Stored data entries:
====
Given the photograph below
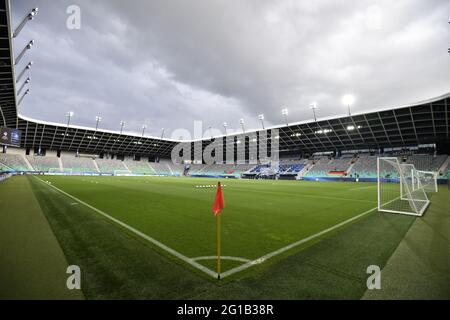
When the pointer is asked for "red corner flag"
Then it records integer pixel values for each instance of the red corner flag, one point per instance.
(218, 202)
(218, 206)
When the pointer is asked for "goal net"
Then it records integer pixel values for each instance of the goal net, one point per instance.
(122, 173)
(399, 188)
(428, 180)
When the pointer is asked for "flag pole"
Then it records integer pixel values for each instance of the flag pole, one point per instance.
(218, 246)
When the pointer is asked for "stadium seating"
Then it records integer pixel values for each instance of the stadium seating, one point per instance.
(325, 167)
(78, 164)
(426, 162)
(235, 170)
(110, 165)
(365, 167)
(14, 161)
(162, 168)
(43, 163)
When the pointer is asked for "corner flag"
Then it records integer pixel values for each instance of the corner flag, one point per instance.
====
# [TRY IT]
Each line carrying the string "When" should be copied out from the entries.

# [RESULT FOR THIS TASK]
When the pointer is asked for "red corner flag"
When the pointer is asked for "goal net"
When the pointer is asked for "flag pole"
When the pointer is asked for "stadium seating"
When the pointer is asked for "corner flag"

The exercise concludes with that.